Spatial localization data
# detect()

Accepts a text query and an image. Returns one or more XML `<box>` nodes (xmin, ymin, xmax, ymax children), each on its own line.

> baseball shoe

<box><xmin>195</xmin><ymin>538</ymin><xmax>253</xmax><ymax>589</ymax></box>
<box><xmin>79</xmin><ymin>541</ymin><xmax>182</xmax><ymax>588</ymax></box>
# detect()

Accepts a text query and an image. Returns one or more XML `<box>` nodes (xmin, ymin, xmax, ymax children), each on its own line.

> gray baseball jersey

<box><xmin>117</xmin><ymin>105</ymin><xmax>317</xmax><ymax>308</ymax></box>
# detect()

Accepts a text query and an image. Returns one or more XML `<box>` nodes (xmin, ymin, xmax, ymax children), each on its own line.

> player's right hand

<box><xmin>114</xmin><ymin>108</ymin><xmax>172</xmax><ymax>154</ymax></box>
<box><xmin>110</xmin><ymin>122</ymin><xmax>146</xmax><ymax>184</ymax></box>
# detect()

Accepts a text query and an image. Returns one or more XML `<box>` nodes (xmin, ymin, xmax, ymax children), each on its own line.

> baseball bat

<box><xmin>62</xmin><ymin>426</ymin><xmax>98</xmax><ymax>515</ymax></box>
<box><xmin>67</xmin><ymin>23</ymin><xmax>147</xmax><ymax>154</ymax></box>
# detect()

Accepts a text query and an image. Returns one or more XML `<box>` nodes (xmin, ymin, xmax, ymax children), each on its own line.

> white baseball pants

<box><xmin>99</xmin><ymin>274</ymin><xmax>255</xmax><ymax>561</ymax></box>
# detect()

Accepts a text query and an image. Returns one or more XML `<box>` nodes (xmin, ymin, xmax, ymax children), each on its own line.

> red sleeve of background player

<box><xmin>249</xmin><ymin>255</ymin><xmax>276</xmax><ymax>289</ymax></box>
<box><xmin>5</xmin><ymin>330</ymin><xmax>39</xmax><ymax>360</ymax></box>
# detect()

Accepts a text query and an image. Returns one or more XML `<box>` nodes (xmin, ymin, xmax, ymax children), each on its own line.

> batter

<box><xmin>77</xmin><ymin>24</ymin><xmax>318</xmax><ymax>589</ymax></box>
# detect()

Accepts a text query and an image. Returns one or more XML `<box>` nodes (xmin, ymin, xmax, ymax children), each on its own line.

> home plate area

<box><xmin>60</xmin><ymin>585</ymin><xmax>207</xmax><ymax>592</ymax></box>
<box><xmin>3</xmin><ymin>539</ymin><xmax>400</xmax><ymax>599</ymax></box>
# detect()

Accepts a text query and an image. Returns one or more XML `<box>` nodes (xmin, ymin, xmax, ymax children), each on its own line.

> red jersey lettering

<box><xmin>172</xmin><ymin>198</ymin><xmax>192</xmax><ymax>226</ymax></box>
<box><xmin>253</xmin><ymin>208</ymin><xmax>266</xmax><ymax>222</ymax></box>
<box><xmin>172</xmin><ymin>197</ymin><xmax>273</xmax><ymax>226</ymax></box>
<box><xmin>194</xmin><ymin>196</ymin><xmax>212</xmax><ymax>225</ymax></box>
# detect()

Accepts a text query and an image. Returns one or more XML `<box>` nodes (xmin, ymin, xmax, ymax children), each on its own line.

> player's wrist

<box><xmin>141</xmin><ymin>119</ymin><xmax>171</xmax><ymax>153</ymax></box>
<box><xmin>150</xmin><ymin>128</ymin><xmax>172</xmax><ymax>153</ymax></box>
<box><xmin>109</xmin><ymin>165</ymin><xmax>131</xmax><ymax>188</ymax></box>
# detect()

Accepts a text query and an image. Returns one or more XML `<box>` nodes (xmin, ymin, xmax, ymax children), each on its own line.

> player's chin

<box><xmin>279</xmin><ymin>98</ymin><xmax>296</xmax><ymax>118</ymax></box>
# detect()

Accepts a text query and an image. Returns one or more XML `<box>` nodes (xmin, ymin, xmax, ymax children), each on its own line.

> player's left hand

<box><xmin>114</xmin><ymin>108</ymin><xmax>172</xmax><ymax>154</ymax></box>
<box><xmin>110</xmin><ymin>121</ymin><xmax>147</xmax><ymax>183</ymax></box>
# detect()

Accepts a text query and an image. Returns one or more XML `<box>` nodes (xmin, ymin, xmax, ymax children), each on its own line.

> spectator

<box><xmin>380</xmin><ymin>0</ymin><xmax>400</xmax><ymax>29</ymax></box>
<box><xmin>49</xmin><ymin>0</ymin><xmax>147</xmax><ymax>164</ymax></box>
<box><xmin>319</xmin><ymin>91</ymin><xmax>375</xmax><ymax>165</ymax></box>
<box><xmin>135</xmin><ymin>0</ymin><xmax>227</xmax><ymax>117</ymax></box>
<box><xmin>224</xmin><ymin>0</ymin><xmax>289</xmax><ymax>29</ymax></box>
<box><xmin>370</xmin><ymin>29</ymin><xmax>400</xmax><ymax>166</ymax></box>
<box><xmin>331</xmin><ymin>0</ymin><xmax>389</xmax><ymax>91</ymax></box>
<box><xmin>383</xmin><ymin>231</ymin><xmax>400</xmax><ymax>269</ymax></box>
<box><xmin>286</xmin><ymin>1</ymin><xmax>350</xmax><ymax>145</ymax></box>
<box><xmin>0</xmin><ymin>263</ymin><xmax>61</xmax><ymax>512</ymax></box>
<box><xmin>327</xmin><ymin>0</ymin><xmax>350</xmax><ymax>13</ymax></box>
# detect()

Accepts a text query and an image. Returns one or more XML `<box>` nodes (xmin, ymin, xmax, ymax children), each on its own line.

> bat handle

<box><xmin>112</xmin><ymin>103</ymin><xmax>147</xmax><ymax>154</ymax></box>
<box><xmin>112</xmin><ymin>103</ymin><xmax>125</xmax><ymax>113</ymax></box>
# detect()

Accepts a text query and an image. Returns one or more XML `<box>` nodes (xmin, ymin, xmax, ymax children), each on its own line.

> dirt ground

Instructions to follow
All of the entries should be written out again exactly.

Solution to the problem
# detect()

Accepts a text query and an image. Returns one or more XML `<box>` nodes (xmin, ymin, xmax, ymax children), each on its own line.

> baseball shoe

<box><xmin>195</xmin><ymin>538</ymin><xmax>253</xmax><ymax>589</ymax></box>
<box><xmin>79</xmin><ymin>541</ymin><xmax>182</xmax><ymax>588</ymax></box>
# detect()

Accepts a text query and an image. Returns one or more XML `<box>` nodes (xmin, ymin, xmax, ymax children), each on its own line.

> gray baseball jersey

<box><xmin>117</xmin><ymin>105</ymin><xmax>317</xmax><ymax>308</ymax></box>
# detect()

Accepts a text query and an image. Returns one or more XML `<box>` nodes (xmin, ymin, xmax, ymax children), each on its own line.

> player's right hand

<box><xmin>114</xmin><ymin>108</ymin><xmax>172</xmax><ymax>154</ymax></box>
<box><xmin>110</xmin><ymin>122</ymin><xmax>146</xmax><ymax>184</ymax></box>
# detect()

Accepts a text query and an image. Returns one or more XML `<box>` nodes (xmin, ymin, xmax, ymax children), each on its own line.

> baseball bat

<box><xmin>62</xmin><ymin>426</ymin><xmax>98</xmax><ymax>515</ymax></box>
<box><xmin>67</xmin><ymin>23</ymin><xmax>147</xmax><ymax>154</ymax></box>
# detect()

Accepts a text query and an image. Returns one or more XML `<box>` nodes (xmin, ymin, xmax, ymax children), each on its own line.

> white baseball pants

<box><xmin>99</xmin><ymin>274</ymin><xmax>255</xmax><ymax>561</ymax></box>
# detect()

Accepts a text query and an image. Returns one or more XML `<box>` nodes (xmin, ymin, xmax, ymax children), each on its own line.

> red sleeve of background player

<box><xmin>249</xmin><ymin>255</ymin><xmax>276</xmax><ymax>289</ymax></box>
<box><xmin>5</xmin><ymin>330</ymin><xmax>39</xmax><ymax>360</ymax></box>
# detect()

Accepts a text query and an image. Returns one or more XML `<box>` nodes (xmin, ymin, xmax, ymax children), each on its own line.

> batter

<box><xmin>77</xmin><ymin>24</ymin><xmax>318</xmax><ymax>589</ymax></box>
# detect()

Accepts a text query and an image. Returns one or more XML `<box>` nodes (xmin, ymin, xmax, ymax children), each on its own line.

> home plate area

<box><xmin>60</xmin><ymin>585</ymin><xmax>207</xmax><ymax>592</ymax></box>
<box><xmin>3</xmin><ymin>539</ymin><xmax>400</xmax><ymax>599</ymax></box>
# detect()

Accepts a text query and an image. Returns one or more XML `<box>` nodes (xmin, ymin, xmax, ymax children), each on its own line.

> red jersey lettering

<box><xmin>172</xmin><ymin>198</ymin><xmax>192</xmax><ymax>226</ymax></box>
<box><xmin>253</xmin><ymin>208</ymin><xmax>266</xmax><ymax>222</ymax></box>
<box><xmin>172</xmin><ymin>197</ymin><xmax>273</xmax><ymax>226</ymax></box>
<box><xmin>194</xmin><ymin>196</ymin><xmax>212</xmax><ymax>225</ymax></box>
# detect()

Accepts a text query and an image. Returns one or more XML `<box>` nodes (xmin, ymin, xmax, ymax children), each on its own line.

> player's wrist

<box><xmin>141</xmin><ymin>119</ymin><xmax>171</xmax><ymax>153</ymax></box>
<box><xmin>150</xmin><ymin>128</ymin><xmax>172</xmax><ymax>153</ymax></box>
<box><xmin>109</xmin><ymin>165</ymin><xmax>131</xmax><ymax>188</ymax></box>
# detect()

Accepts a text query and an image. Returns one or more XML `<box>` nodes (xmin, ymin, xmax, ymax children), each on its own line.

> player's chin

<box><xmin>279</xmin><ymin>98</ymin><xmax>296</xmax><ymax>118</ymax></box>
# detect()

Accepts a text query and an image. Returns one or more XML `<box>` nodes (xmin, ymin, xmax, ymax children), each on its own line.

> player's left hand

<box><xmin>114</xmin><ymin>108</ymin><xmax>172</xmax><ymax>154</ymax></box>
<box><xmin>110</xmin><ymin>121</ymin><xmax>147</xmax><ymax>183</ymax></box>
# detect()

Accepts a text query and an image. Returns one or more XML `<box>` nodes (xmin, ymin, xmax, ymax children), each on its own line.

> spectator

<box><xmin>380</xmin><ymin>0</ymin><xmax>400</xmax><ymax>29</ymax></box>
<box><xmin>49</xmin><ymin>0</ymin><xmax>147</xmax><ymax>164</ymax></box>
<box><xmin>319</xmin><ymin>91</ymin><xmax>375</xmax><ymax>165</ymax></box>
<box><xmin>135</xmin><ymin>0</ymin><xmax>227</xmax><ymax>117</ymax></box>
<box><xmin>224</xmin><ymin>0</ymin><xmax>289</xmax><ymax>29</ymax></box>
<box><xmin>370</xmin><ymin>29</ymin><xmax>400</xmax><ymax>166</ymax></box>
<box><xmin>331</xmin><ymin>0</ymin><xmax>389</xmax><ymax>91</ymax></box>
<box><xmin>383</xmin><ymin>231</ymin><xmax>400</xmax><ymax>269</ymax></box>
<box><xmin>286</xmin><ymin>1</ymin><xmax>350</xmax><ymax>145</ymax></box>
<box><xmin>0</xmin><ymin>263</ymin><xmax>61</xmax><ymax>512</ymax></box>
<box><xmin>327</xmin><ymin>0</ymin><xmax>350</xmax><ymax>13</ymax></box>
# detect()

Accepts a text query and an image. Returns one or more XML `<box>` nodes (xmin, ymin, xmax, ymax children), each on its own line.

> bat handle

<box><xmin>112</xmin><ymin>103</ymin><xmax>147</xmax><ymax>154</ymax></box>
<box><xmin>112</xmin><ymin>103</ymin><xmax>125</xmax><ymax>113</ymax></box>
# detect()

Accepts a text query and an image. Returns one or more XML `<box>` nodes (xmin, ymin, xmax, ymax children), each on its own line.

> dirt ground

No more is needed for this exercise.